-- BEGIN --
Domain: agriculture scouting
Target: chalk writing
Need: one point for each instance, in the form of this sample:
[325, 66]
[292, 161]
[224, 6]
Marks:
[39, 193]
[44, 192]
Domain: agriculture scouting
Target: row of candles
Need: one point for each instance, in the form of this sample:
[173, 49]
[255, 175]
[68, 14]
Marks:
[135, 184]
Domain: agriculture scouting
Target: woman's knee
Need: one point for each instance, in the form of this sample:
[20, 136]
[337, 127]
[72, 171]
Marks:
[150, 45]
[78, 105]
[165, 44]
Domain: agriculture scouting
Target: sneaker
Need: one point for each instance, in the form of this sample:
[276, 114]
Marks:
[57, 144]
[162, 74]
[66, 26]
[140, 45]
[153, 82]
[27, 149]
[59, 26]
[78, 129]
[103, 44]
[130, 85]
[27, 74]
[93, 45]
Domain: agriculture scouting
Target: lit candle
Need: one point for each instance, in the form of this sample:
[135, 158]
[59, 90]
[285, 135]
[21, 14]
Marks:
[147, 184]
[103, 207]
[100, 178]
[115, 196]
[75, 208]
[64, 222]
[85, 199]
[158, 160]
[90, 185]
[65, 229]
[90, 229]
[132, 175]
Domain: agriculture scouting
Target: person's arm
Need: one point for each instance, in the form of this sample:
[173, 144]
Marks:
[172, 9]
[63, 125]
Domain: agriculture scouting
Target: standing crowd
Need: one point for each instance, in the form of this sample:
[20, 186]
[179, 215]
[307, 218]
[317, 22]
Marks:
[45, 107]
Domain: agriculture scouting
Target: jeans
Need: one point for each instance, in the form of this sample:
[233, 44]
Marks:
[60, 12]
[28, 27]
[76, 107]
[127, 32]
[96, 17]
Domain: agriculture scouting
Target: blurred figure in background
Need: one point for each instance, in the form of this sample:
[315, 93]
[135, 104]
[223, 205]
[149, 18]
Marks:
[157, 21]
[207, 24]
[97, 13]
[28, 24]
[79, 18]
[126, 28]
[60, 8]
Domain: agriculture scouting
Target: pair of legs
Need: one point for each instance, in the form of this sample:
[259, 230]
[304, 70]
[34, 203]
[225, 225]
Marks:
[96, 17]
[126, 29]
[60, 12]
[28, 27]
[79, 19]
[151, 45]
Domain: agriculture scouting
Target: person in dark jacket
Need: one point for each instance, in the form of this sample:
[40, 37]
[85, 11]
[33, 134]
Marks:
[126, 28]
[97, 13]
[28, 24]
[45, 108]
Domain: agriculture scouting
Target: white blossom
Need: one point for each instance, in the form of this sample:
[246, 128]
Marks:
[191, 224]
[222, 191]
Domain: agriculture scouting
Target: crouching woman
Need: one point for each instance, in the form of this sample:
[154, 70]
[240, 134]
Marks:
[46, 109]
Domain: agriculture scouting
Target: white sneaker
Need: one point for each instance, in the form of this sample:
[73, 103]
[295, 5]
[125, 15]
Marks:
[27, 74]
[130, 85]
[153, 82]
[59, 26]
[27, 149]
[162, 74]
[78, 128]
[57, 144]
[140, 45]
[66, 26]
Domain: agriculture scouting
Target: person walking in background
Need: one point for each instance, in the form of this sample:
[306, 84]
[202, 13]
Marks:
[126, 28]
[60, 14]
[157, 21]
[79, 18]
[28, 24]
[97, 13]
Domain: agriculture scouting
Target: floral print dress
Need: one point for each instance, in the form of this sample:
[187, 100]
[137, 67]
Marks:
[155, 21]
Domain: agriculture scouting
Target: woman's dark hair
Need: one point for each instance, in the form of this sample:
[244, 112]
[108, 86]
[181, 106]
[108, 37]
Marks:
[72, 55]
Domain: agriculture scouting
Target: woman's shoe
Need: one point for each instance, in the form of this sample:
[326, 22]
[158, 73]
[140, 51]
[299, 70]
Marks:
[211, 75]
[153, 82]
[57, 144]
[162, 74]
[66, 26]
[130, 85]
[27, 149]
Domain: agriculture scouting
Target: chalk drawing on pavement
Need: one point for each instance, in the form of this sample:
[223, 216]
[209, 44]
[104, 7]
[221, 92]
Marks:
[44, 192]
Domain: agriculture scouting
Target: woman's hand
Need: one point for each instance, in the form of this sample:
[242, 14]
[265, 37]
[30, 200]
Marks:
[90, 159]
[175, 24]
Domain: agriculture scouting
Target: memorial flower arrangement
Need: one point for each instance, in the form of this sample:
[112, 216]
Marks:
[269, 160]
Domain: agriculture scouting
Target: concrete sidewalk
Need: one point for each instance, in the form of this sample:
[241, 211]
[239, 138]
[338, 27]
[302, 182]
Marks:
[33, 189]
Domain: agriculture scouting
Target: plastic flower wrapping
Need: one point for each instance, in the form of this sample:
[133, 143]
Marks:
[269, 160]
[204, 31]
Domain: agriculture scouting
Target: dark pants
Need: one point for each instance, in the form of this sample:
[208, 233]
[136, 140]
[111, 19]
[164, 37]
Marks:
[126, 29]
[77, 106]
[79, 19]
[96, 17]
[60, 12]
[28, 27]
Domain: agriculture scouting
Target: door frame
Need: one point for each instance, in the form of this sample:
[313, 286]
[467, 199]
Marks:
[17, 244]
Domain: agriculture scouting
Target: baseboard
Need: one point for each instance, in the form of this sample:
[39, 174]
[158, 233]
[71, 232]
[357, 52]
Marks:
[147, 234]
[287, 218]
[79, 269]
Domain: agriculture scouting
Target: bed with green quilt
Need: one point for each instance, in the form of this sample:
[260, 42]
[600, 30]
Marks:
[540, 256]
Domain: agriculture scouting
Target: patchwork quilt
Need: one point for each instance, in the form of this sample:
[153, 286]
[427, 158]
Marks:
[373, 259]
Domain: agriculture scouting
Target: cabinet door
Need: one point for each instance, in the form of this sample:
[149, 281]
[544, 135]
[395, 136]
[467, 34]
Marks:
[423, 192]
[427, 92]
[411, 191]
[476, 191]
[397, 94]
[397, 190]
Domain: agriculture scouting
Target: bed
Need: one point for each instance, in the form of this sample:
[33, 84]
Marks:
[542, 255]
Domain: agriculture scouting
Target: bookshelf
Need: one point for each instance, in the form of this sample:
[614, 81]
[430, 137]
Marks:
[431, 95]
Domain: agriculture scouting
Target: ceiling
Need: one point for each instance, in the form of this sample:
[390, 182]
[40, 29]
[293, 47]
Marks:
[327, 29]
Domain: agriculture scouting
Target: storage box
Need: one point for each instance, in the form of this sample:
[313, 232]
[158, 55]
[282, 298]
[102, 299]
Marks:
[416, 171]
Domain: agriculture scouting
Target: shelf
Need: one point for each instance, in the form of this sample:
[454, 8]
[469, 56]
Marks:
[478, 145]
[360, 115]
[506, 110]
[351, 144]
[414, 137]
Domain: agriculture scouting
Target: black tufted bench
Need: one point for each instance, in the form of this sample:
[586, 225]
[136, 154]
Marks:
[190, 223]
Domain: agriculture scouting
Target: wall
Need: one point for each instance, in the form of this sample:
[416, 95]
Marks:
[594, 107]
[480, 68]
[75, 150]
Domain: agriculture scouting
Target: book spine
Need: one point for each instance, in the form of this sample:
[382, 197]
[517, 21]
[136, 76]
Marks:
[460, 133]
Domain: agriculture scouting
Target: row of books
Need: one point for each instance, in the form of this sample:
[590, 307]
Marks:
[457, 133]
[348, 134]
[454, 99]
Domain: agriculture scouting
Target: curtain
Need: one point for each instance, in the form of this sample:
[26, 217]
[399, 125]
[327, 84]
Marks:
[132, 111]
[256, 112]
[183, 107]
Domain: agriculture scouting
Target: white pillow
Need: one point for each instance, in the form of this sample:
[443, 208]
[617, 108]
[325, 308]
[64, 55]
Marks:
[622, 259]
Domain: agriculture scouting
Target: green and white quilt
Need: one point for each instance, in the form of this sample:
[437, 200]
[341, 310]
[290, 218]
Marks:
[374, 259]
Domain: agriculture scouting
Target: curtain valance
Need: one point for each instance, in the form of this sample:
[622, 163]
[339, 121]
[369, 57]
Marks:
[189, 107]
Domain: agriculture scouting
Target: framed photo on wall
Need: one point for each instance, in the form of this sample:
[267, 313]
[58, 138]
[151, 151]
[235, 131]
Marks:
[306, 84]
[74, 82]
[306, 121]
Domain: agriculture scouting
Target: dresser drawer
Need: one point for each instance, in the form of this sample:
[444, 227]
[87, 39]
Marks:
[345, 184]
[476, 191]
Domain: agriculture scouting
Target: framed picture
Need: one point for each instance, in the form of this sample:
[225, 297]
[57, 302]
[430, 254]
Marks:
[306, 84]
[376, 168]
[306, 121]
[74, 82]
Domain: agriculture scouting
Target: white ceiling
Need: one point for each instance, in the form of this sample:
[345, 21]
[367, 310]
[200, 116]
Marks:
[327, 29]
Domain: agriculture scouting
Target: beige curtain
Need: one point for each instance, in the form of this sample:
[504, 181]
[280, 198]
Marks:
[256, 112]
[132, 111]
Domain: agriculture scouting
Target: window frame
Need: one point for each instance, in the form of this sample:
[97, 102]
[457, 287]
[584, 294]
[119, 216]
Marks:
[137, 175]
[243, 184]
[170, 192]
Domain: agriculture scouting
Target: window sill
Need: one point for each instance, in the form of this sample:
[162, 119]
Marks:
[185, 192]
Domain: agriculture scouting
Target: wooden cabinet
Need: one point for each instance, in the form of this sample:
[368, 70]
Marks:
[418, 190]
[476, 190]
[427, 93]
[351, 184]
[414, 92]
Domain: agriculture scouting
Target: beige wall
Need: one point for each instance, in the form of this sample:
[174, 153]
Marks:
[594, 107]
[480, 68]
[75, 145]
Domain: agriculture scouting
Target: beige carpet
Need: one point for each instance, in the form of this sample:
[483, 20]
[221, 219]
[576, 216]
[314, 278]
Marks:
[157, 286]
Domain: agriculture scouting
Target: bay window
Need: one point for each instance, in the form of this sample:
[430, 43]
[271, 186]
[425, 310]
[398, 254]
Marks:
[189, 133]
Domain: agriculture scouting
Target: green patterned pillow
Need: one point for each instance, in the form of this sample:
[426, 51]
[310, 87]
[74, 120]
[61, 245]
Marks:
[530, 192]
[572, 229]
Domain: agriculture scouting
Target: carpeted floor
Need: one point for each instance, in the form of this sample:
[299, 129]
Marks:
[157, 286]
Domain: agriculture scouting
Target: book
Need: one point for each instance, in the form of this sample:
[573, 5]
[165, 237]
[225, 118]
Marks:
-- END --
BRIEF:
Pick out every line of the data above that contains the string "quilt", matching case exactly.

THE OUTPUT:
Target: bed with green quilt
Target: patchwork quilt
Target: green and white quilt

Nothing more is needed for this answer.